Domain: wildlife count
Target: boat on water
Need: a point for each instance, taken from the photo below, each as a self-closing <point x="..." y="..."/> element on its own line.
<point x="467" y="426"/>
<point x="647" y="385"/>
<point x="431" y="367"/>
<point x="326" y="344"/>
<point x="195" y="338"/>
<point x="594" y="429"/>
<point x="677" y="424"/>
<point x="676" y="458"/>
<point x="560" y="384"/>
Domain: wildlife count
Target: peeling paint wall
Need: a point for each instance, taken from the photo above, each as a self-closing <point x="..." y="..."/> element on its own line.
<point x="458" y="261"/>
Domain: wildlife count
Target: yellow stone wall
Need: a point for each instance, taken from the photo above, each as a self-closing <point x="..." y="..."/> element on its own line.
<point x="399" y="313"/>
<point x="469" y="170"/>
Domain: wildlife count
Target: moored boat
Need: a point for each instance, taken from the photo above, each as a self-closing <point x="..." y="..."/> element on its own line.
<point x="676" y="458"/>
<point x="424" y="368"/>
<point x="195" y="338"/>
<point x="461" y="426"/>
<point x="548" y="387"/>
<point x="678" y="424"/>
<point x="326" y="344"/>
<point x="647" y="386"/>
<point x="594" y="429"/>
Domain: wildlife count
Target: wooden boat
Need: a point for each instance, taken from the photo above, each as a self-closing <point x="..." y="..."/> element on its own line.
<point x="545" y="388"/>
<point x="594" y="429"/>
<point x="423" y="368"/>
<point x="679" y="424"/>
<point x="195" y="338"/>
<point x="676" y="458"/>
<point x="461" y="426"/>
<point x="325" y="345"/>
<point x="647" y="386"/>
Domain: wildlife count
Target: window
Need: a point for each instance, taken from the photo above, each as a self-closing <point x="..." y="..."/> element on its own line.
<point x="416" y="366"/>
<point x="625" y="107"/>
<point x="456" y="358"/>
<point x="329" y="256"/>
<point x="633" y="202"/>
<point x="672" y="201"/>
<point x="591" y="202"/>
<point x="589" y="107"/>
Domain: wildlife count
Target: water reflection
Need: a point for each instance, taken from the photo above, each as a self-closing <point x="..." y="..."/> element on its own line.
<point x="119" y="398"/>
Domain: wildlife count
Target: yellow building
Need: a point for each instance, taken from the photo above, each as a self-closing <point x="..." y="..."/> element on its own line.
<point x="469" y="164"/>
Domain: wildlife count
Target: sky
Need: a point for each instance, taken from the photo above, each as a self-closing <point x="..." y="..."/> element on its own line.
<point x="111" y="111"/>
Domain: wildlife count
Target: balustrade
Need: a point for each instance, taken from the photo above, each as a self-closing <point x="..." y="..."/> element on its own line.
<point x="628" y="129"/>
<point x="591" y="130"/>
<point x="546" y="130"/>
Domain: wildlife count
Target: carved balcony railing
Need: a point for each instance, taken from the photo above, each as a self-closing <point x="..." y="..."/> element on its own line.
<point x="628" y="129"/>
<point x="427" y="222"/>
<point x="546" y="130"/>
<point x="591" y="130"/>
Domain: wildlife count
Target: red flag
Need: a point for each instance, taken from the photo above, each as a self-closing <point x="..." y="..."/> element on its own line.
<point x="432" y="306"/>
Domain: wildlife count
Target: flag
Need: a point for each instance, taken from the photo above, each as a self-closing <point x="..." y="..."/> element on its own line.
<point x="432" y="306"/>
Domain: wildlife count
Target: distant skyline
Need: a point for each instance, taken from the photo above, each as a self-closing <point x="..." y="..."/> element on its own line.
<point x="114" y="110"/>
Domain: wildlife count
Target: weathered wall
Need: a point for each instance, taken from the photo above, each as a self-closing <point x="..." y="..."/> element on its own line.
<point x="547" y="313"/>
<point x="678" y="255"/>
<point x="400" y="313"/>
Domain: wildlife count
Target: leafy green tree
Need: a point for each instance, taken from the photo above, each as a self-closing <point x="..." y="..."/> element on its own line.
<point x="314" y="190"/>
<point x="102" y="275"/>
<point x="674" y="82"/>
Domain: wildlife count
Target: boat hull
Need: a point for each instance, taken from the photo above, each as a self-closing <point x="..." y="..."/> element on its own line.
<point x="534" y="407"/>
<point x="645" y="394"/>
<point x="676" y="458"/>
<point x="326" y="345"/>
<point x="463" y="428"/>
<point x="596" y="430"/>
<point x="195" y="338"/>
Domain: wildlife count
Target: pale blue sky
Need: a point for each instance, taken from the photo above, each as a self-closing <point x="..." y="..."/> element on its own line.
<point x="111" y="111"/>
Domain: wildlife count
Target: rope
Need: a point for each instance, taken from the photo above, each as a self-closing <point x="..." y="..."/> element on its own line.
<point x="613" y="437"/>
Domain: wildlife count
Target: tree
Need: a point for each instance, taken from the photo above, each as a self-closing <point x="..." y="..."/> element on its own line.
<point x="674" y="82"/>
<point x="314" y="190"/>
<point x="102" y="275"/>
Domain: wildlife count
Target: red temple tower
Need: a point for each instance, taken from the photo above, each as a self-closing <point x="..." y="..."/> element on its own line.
------------------------------
* DIRECTION: Write out all of the records above exactly as they appear.

* SOLUTION FOR THIS PROBLEM:
Domain: wildlife count
Target: boat on water
Need: a point for each instance, taken from the photo below, each as a self-closing <point x="..." y="..."/> element on its own line.
<point x="467" y="426"/>
<point x="647" y="385"/>
<point x="431" y="367"/>
<point x="326" y="344"/>
<point x="195" y="338"/>
<point x="594" y="429"/>
<point x="677" y="424"/>
<point x="676" y="458"/>
<point x="560" y="384"/>
Domain: wildlife count
Target: peeling paint wall
Need: a point for each instance, taken from the photo above, each as a self-closing <point x="..." y="..."/> element on its own line.
<point x="458" y="261"/>
Domain: wildlife count
Target: yellow stone wall
Need: a point for each instance, taken from the photo above, each as a self-closing <point x="..." y="..."/> element on its own line.
<point x="399" y="313"/>
<point x="469" y="170"/>
Domain: wildlife count
Target: moored boat
Need: a point for each instance, taken from the photo above, each as a self-closing <point x="..." y="..."/> element on its own line.
<point x="676" y="458"/>
<point x="424" y="368"/>
<point x="195" y="338"/>
<point x="461" y="426"/>
<point x="548" y="387"/>
<point x="678" y="424"/>
<point x="326" y="344"/>
<point x="647" y="386"/>
<point x="594" y="429"/>
Domain: wildlife count
Target: wooden boat
Need: a point for each instance, taken from the photo above, each as a self-closing <point x="..." y="..."/> element on its own line.
<point x="545" y="388"/>
<point x="594" y="429"/>
<point x="423" y="368"/>
<point x="679" y="424"/>
<point x="195" y="338"/>
<point x="676" y="458"/>
<point x="461" y="426"/>
<point x="325" y="345"/>
<point x="647" y="386"/>
Domain: wildlife count
Target: window
Need: a point for each instance, taken from the photo above, each as a self-closing <point x="..." y="..."/> element on its own line.
<point x="416" y="366"/>
<point x="625" y="107"/>
<point x="456" y="358"/>
<point x="329" y="256"/>
<point x="633" y="202"/>
<point x="672" y="201"/>
<point x="591" y="202"/>
<point x="589" y="107"/>
Domain: wildlife count
Target: water reflection
Need: a point for each instance, taken from the photo above, each as a self-closing <point x="..." y="..."/> element on its own line.
<point x="119" y="398"/>
Domain: wildlife count
Target: yellow building
Need: a point for each instance, taken from the photo above, each as a self-closing <point x="..." y="..."/> element on its own line.
<point x="469" y="164"/>
Domain: wildlife count
Target: sky
Need: a point for each instance, taken from the photo above, each as a self-closing <point x="..." y="..."/> element on its own line.
<point x="111" y="111"/>
Domain: wildlife count
Target: balustrade
Need: a point for each instance, taken from the photo above, each as a self-closing <point x="..." y="..."/> element on its own line.
<point x="628" y="129"/>
<point x="591" y="130"/>
<point x="546" y="130"/>
Domain: wildlife count
Target: carved balcony railing
Need: a point for each instance, taken from the photo above, each as a self-closing <point x="..." y="..."/> element on its own line.
<point x="628" y="129"/>
<point x="427" y="222"/>
<point x="546" y="130"/>
<point x="591" y="130"/>
Domain: wildlife count
Target: red flag
Need: a point for each instance, taken from the photo above, each as a self-closing <point x="..." y="..."/> element on its own line.
<point x="432" y="306"/>
Domain: wildlife count
Target: flag
Need: a point for each instance, taken from the photo above, each as a self-closing <point x="..." y="..."/> element on its own line.
<point x="432" y="306"/>
Domain: wildlife count
Target: distant skyline
Need: a point for each instance, taken from the photo above, each as a self-closing <point x="..." y="..."/> element on its own line.
<point x="114" y="110"/>
Domain: wildlife count
Target: weathered wall
Need: a point for each instance, taken from the photo above, each as a self-closing <point x="..." y="..."/> element on its own line.
<point x="547" y="313"/>
<point x="678" y="255"/>
<point x="400" y="313"/>
Domain: wildlife count
Target: leafy green tree
Need: a point for each instance, taken from the photo above, each as a self-closing <point x="..." y="..."/> element on its own line.
<point x="314" y="190"/>
<point x="102" y="275"/>
<point x="674" y="82"/>
Domain: wildlife count
Target: boat hull
Need: a point for each instance, taken from the photo above, each as a self-closing <point x="..." y="..."/> element on its own line.
<point x="534" y="407"/>
<point x="645" y="394"/>
<point x="676" y="458"/>
<point x="326" y="345"/>
<point x="463" y="428"/>
<point x="596" y="430"/>
<point x="195" y="338"/>
Domain: wildlife count
Target: pale blue sky
Need: a point for each instance, taken from the photo above, each as a self-closing <point x="..." y="..."/> element on its own line.
<point x="111" y="111"/>
Domain: wildlife count
Target: rope
Need: a point for each instance, taken from the photo above, each as a self-closing <point x="..." y="..."/> element on its own line.
<point x="613" y="437"/>
Domain: wildlife count
Target: tree
Need: a point for each instance, taken from the photo above, each as a self-closing <point x="..." y="..."/> element on its own line.
<point x="674" y="82"/>
<point x="314" y="190"/>
<point x="102" y="275"/>
Domain: wildlife count
Target: red temple tower
Need: a point for each instance, taken from the photo above, each as a self-closing <point x="..." y="..."/> element on its own line.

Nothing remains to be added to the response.